— THE TASK —
The records below must be written out exactly, with every picture left behind.

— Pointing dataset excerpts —
***
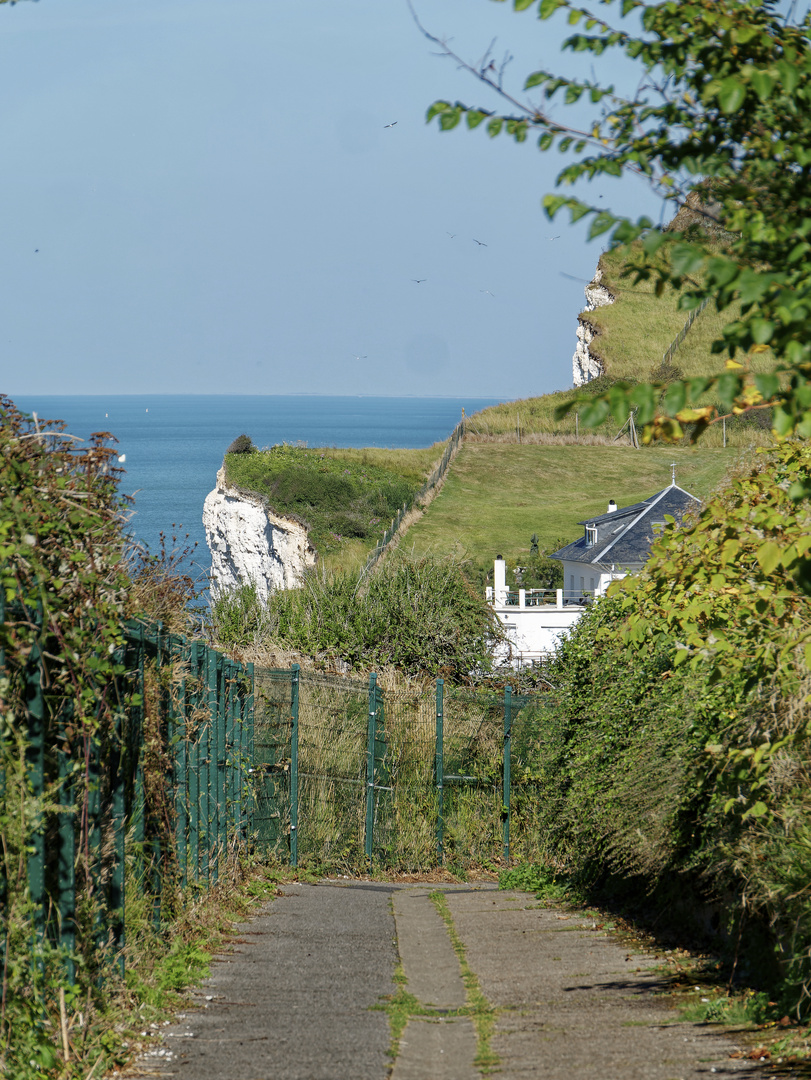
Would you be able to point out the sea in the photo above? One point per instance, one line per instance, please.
(172, 445)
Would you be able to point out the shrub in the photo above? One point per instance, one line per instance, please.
(680, 751)
(417, 615)
(242, 444)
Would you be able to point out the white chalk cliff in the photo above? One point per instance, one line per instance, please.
(249, 543)
(584, 365)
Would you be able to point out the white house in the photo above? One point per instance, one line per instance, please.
(613, 544)
(534, 618)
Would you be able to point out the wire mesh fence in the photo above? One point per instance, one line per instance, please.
(350, 777)
(140, 809)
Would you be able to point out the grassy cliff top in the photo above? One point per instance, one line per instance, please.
(497, 495)
(346, 497)
(635, 332)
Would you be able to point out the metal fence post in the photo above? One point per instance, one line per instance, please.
(295, 678)
(36, 768)
(119, 833)
(249, 747)
(66, 860)
(180, 767)
(224, 667)
(505, 782)
(370, 771)
(440, 772)
(193, 733)
(139, 798)
(211, 818)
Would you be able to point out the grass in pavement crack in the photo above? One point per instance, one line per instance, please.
(478, 1008)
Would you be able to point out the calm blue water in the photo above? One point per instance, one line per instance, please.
(174, 443)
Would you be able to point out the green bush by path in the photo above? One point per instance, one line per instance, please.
(417, 615)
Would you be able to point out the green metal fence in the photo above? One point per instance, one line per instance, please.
(152, 805)
(348, 775)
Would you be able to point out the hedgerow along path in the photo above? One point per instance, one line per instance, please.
(350, 778)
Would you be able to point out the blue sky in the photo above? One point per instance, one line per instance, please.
(203, 198)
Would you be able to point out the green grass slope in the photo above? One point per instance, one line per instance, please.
(497, 495)
(346, 497)
(635, 332)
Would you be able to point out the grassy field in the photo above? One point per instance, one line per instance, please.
(636, 331)
(497, 495)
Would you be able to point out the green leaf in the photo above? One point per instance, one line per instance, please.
(435, 109)
(789, 76)
(552, 204)
(761, 331)
(731, 94)
(768, 385)
(536, 79)
(762, 83)
(769, 556)
(686, 259)
(449, 119)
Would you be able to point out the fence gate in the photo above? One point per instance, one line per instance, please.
(349, 777)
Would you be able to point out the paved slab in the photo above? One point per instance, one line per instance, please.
(430, 963)
(293, 1001)
(437, 1050)
(572, 1003)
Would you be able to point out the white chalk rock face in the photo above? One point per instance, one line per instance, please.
(249, 543)
(584, 365)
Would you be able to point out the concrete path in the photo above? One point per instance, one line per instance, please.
(299, 996)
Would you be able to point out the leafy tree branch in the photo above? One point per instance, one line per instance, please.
(721, 112)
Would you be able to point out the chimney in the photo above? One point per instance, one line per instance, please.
(499, 580)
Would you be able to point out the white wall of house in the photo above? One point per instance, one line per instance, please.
(583, 579)
(535, 620)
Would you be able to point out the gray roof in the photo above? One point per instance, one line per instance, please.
(623, 537)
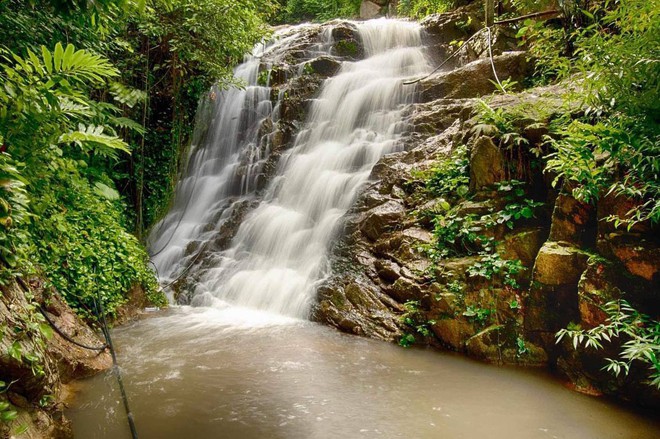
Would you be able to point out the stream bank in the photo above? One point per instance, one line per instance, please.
(40, 363)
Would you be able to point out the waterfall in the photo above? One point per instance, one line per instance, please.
(279, 252)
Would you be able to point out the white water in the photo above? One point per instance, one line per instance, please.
(279, 252)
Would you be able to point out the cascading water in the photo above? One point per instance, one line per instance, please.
(280, 250)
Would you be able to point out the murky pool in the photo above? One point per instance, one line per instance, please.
(208, 373)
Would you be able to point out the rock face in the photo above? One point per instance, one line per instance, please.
(384, 283)
(369, 9)
(38, 360)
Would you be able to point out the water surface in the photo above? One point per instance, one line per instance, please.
(233, 373)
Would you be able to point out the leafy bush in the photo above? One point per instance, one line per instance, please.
(58, 215)
(642, 335)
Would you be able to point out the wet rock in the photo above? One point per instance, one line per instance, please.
(552, 301)
(453, 333)
(369, 9)
(387, 270)
(572, 221)
(525, 245)
(639, 256)
(486, 164)
(559, 263)
(382, 219)
(472, 80)
(404, 290)
(324, 66)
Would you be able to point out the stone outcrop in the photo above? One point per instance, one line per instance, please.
(385, 285)
(38, 361)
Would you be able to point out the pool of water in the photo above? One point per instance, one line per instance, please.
(234, 373)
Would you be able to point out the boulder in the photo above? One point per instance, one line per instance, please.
(639, 256)
(572, 221)
(559, 264)
(369, 9)
(486, 164)
(474, 79)
(382, 219)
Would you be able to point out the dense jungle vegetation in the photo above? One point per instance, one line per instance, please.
(97, 100)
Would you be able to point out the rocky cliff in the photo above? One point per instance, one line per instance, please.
(554, 262)
(462, 240)
(38, 362)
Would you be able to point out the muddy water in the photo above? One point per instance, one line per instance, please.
(209, 373)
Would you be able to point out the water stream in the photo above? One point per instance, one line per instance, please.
(279, 251)
(196, 373)
(243, 363)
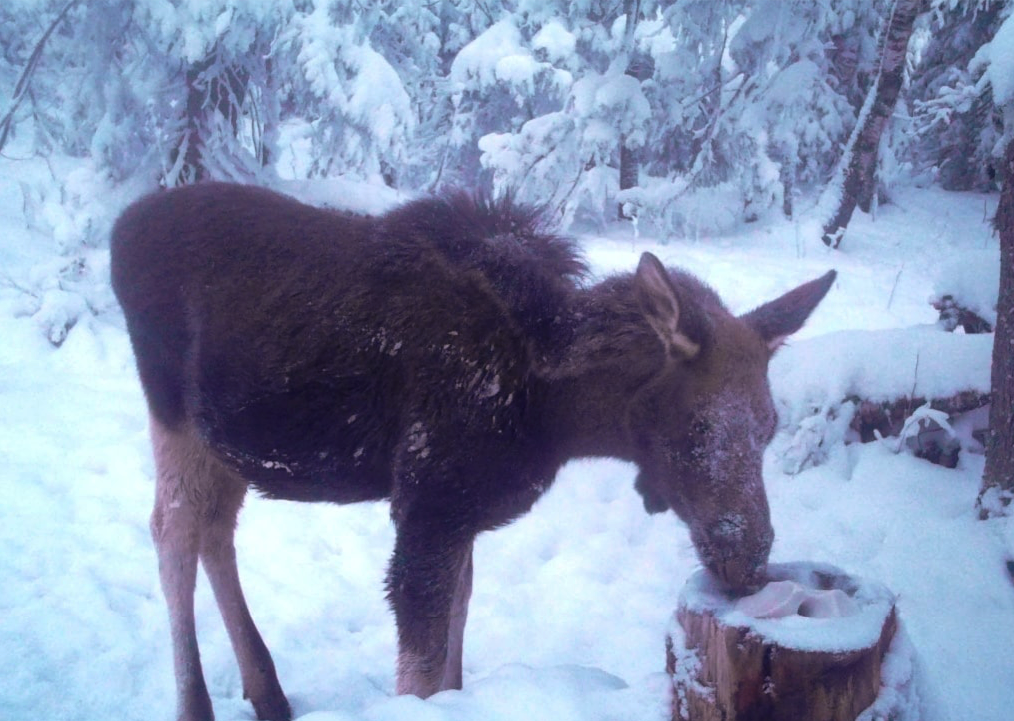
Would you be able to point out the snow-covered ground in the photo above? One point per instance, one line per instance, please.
(571, 603)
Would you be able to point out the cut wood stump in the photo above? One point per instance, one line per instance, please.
(816, 655)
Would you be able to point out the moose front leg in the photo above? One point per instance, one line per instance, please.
(428, 584)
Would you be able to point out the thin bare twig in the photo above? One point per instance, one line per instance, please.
(21, 87)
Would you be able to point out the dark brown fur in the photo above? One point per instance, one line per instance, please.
(443, 356)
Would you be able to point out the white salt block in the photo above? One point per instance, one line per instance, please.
(776, 600)
(827, 604)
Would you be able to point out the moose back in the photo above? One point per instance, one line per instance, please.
(445, 356)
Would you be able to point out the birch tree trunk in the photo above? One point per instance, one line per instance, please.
(859, 163)
(998, 477)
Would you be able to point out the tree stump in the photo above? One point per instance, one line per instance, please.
(727, 665)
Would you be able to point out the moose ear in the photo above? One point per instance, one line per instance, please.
(782, 317)
(661, 306)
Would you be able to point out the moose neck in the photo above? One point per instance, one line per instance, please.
(587, 389)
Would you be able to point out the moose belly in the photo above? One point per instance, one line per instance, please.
(311, 445)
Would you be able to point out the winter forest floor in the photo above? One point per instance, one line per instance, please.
(571, 604)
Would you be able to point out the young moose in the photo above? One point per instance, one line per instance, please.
(443, 356)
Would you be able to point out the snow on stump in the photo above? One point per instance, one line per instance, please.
(808, 646)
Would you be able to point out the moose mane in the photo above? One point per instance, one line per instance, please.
(533, 271)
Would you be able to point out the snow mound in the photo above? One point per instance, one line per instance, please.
(972, 282)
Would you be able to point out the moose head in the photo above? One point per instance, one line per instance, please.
(700, 426)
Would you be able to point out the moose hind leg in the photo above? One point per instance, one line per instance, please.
(218, 555)
(175, 529)
(423, 582)
(455, 632)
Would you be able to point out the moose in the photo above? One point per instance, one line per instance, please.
(449, 355)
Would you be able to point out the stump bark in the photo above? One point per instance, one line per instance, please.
(727, 666)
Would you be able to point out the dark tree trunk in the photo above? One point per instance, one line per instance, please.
***
— TASK SOLUTION —
Would you be able to point out the sea in the photo above? One point per instance, one line per instance, please.
(172, 445)
Would you be able to point out the shrub in the photo above? One point per instance, one line per instance, please.
(680, 751)
(417, 615)
(242, 444)
Would you be able to point out the white chalk cliff in the photo above? One point per instance, one line per instance, please.
(249, 543)
(584, 365)
Would you be able to point out the white house in the photo above? One point per instance, one line per instance, please.
(613, 544)
(534, 618)
Would you be able to point out the wire mesh fence in the photo above? One point per instance, one line per instance, please.
(350, 777)
(140, 809)
Would you be able to point out the grassy cliff top in the photo above? One point per instance, one line per instance, please.
(497, 495)
(346, 497)
(635, 332)
Would you be able to point out the metal fence post in the photo above? One point per instance, one line per instance, please.
(295, 678)
(36, 768)
(119, 833)
(249, 747)
(66, 860)
(180, 767)
(224, 667)
(505, 782)
(370, 771)
(440, 772)
(193, 733)
(139, 798)
(211, 818)
Would you be able to point out the grass in pavement crack in the photo above? One point per instance, one line per instance, please.
(478, 1008)
Would you be able to point out the calm blue water in the photo above? One point per instance, one line per instance, please.
(174, 443)
Would you be able to point out the green bush by path in the photo above? One point per instance, one line per instance, please.
(417, 615)
Would you be able to point out the green metal fence in the photo above? One point per instance, one line per instance, please.
(152, 805)
(348, 775)
Would you be able to point out the hedgerow along path in the photo above? One point per instance, one line per instance, please.
(350, 778)
Would you be able to point out the blue sky in the photo above? One point per instance, one line per instance, please.
(203, 198)
Would you be able to point out the green grass slope in the photo above? One point per instance, one line per instance, please.
(497, 495)
(346, 497)
(635, 332)
Would you be able to point out the grassy field in the photo above? One point per instance, one line per instance, please.
(636, 331)
(497, 495)
Would you be able to point out the green leaf in the photo above? One point per instance, one line per instance, please.
(435, 109)
(789, 76)
(552, 204)
(761, 331)
(731, 94)
(768, 385)
(536, 79)
(762, 83)
(769, 556)
(686, 259)
(449, 119)
Would you be able to point out the fence gate in the photo above? One point per instance, one line per instance, please.
(349, 777)
Would you be able to point out the paved slab in the photo above? One point per instance, one line per instance, please.
(430, 963)
(293, 1001)
(437, 1050)
(572, 1003)
Would you be able to point out the white chalk rock face in the photo above? One point per instance, one line per instance, please.
(249, 543)
(584, 365)
Would you be able to point out the concrete path in the photo above? One point per instance, one line per instance, please.
(299, 996)
Would you be able to point out the leafy tree branch in the photo above? One point per instance, one line per instance, please.
(721, 112)
Would you be able to point out the chimney in the photo above? One point per instance, one line per instance, please.
(499, 580)
Would you be able to point out the white wall of house in the photo above? One point per instance, one line per instance, please.
(583, 579)
(535, 620)
Would you be able to point out the gray roof in the photo above? One point per instance, one line per instance, please.
(623, 537)
Would you be able to point out the stream bank in the photo above? One point per instance, one line per instance, please.
(40, 363)
Would you be able to point out the waterfall in the photo above? One point per instance, one line per instance, please.
(279, 252)
Would you be able to point out the white water in the photo above? One point per instance, one line per instance, please.
(279, 252)
Would you be able to point out the cascading water in the photo above? One point per instance, one line per instance, please.
(280, 250)
Would you be able to point out the murky pool in the photo above? One point per instance, one line per instance, please.
(208, 373)
Would you be able to point out the rock face in the photo above? One point per instance, one line per instance, please.
(384, 283)
(369, 9)
(38, 360)
Would you be able to point out the water surface in the photo above? One point per instance, one line per instance, please.
(233, 373)
Would you be able to point out the leafy bush in the photo above? One point per instance, one line per instance, please.
(58, 215)
(642, 335)
Would you be able to point out the wet rock in the photo above? One point per instance, one line per instance, please.
(552, 301)
(453, 333)
(369, 9)
(387, 270)
(572, 221)
(525, 245)
(639, 256)
(486, 164)
(559, 263)
(382, 219)
(472, 80)
(404, 290)
(324, 66)
Would you be able to point out the stone outcrop in the photo above? One point per instance, one line per instance, please.
(385, 285)
(38, 361)
Would you be able to point out the pool of water in the photo above? One point per instance, one line per instance, please.
(234, 373)
Would you be able to point out the boulder in the photo above? One point per instance, one line per instance, please.
(639, 256)
(572, 221)
(559, 264)
(369, 9)
(486, 164)
(474, 79)
(382, 219)
Would you be able to point out the dense jungle vegetation in the photo above? One point per instance, one line per instance, please.
(97, 100)
Would you be able to point out the rocky cliff in the photo above? One point per instance, one line per instance, please.
(554, 262)
(462, 240)
(38, 362)
Would you be able to point out the muddy water in the photo above? One point per instance, one line per instance, please.
(209, 373)
Would you be able to point out the water stream in the photo above? One point per instance, one line per instance, please.
(279, 251)
(196, 373)
(243, 363)
Would you be able to point out the snow-covered ground in the photo above? One point per instance, one line per instance, please.
(571, 603)
Would you be able to point out the cut wood stump in the photo above? One point per instance, one line per instance, please.
(816, 655)
Would you be able to point out the moose front leg in the photo above? One point per instance, one line per instance, please.
(428, 584)
Would you be able to point out the thin bare twig in the photo above? One point per instance, one line per instance, please.
(21, 87)
Would you be able to point out the dark brown fur in the photo above? One point per instance, one line per instance, please.
(443, 356)
Would you be able to point out the white salt block in the photo above? One point per instance, one line per instance, please.
(776, 600)
(827, 604)
Would you be able to point out the moose back in the photo above? One point per instance, one line per instance, please.
(445, 356)
Would you be able to point out the birch tree trunk in the photo above? One point per instance, one line per instance, please.
(859, 163)
(998, 477)
Would you be able to point out the tree stump in the photo above? One point per instance, one line per instance, please.
(727, 665)
Would you be able to point out the moose ear in the photo above? One point per instance, one line per instance, please.
(782, 317)
(661, 306)
Would you be able to point out the moose neck in the photo above? One point per instance, one line per instance, please.
(587, 389)
Would you be able to point out the moose belly in the photo above? One point per instance, one line per instance, please.
(311, 445)
Would you be able to point out the winter forest floor in the photo above? One point per instance, one line per instance, please.
(571, 604)
Would you be able to point out the young moose in the photo above? One point per instance, one line per instance, please.
(443, 356)
Would you be able to point out the snow on stump in the photo above? One point per instance, one line per instance, please.
(808, 646)
Would you be able to point out the moose mane in the photo above? One point per instance, one line per instance, please.
(533, 271)
Would you be able to point out the snow mound in the photo above? One point per instance, one line per instance, please.
(972, 282)
Would you be able to point out the moose head in the photo above? One point per instance, one line per instance, please.
(700, 426)
Would you be able to point out the moose hind leg in the photo above? One point per instance, one line per instance, please.
(218, 555)
(175, 529)
(423, 582)
(455, 632)
Would you be able to point out the moose in the photo above? One point per instance, one line per instance, please.
(449, 355)
Would you be able to point out the stump bark in the photo above? One point per instance, one line per instance, please.
(727, 666)
Would you be able to point out the dark tree trunk in the photo above? One point per instance, one line per instance, please.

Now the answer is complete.